Excerpt to read
——

These investors tend to rely heavily on their risk vs reward assessment and vendors can play this to their advantage. For a PE firm to do a deal they need to see a certain level of return for the risk they perceive in the business. For a higher level of risk they require a higher return. To the extent the vendor can influence the investors' perception of risk he may be able to benefit from a higher price (i.e. lower rate of return for the PE firm).
PEGs are hard negotiatiors and will be looking for and exploiting every trick in the book to get the price down. Their staff are very experienced in chipping away at the price and every vendor would be well advised to be properly represented when dealing with these professionals and to use a business broker or other intermediary.
When should your client sell to a PEG rather than a trade buyer?
A PEG makes sense if the owner wants to extract a lot more money from the business and is prepared to a) continue running the business for a few years and b) take part of the payment now and part when the PE firm exits.
Where the business has a strong management team committed to long term success. If some of the team are likely to leave post-sale, that's not an attractive proposition for PEGs and it might be better for the vendor to consider targeting trade buyers.
A business is suited for pitching to PEGs if there is sound control, good systems in place, staff are regularly appraised, KPIs are being met, accounts are computerised and lend themselves to easy extraction of relevant data (good management accounts), accounts receiveable / aged debtors are tightly controlled, costs are under strict management, efficiencies have been extracted wherever possible and, all in all, the team is running a tight ship. Why? Because these are attributes PEGs examine very closely.
If the owner wants out within a short, fixed handover period, say a year or so, it's unlikely the business will be of much interest to most PEGs.
If the business needs growth capital, or one of the partners wishes to retire, or the owner wants to take a bite out of the apple and not lose control of the business (or where the owner wishes to diversify his personal financial risk by cashing in some equity in his business to invest elsewhere) it would be suitable for pitching to a PEG.
While popular opinion has it that PEGs are awash with cash, and it's usually true, it's not always the case. Some PEGs claim to be funded but in reality do not have liquidity. If they have to go hunting for capital after agreeing a deal with the vendor, there are several risks. First, they may not be able to raise the funds and that could put the transaction in jeopardy and second, the funds supplier may impose conditions that force the PEG back to the negotiating table even after a deal has been agreed with the vendor. The vendor should ask for assurances in writing that the PEG have 100% of the funds to cover any bid made and that they have the authority to complete. (If any third party, any PEG's internal investment committee, any bank or any other partner needs to approve the deal then that, too, could cause a hold-up at the last minute and/or a re-negotiation.)
A business broker or business transfer agent should be able to advise on the background of a PEG. The vendor should look at the PE firm's track record and whether their modus operandi is to strip assets, initiatiate large scale redundancies or otherwise seek to make a quick buck from some sharp financial engineering (loading the company with debt, for example). These PEGs are obviously to be avoided - they could over leverage the business and put the vendor's retained stake at risk. The vendor can ask to speak with owners of previous companies the PEG has acquired ...to get references.
Good questions to ask
Outside of the headline price, if the company need cash (working capital) - or management expertise - can the PE firm provide for those needs? What is the PE firm bringing to the table other than cash? What will they charge for whatever they're bringing?
As the old M&A cliche goes, time kills all deals . The vendor should ask for and get clear time scales. PE Firms can move faster than trade buyers. Vendors should take advantage and hold them to a quicker pace.

——

Data excerpt

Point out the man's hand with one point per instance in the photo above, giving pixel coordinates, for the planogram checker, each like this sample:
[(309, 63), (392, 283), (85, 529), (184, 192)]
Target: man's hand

——

Try it
From the passage on selling a business to private equity groups, copy word for word the section that begins with "A PEG makes" and ends with "PE firm exits.".

Response
A PEG makes sense if the owner wants to extract a lot more money from the business and is prepared to a) continue running the business for a few years and b) take part of the payment now and part when the PE firm exits.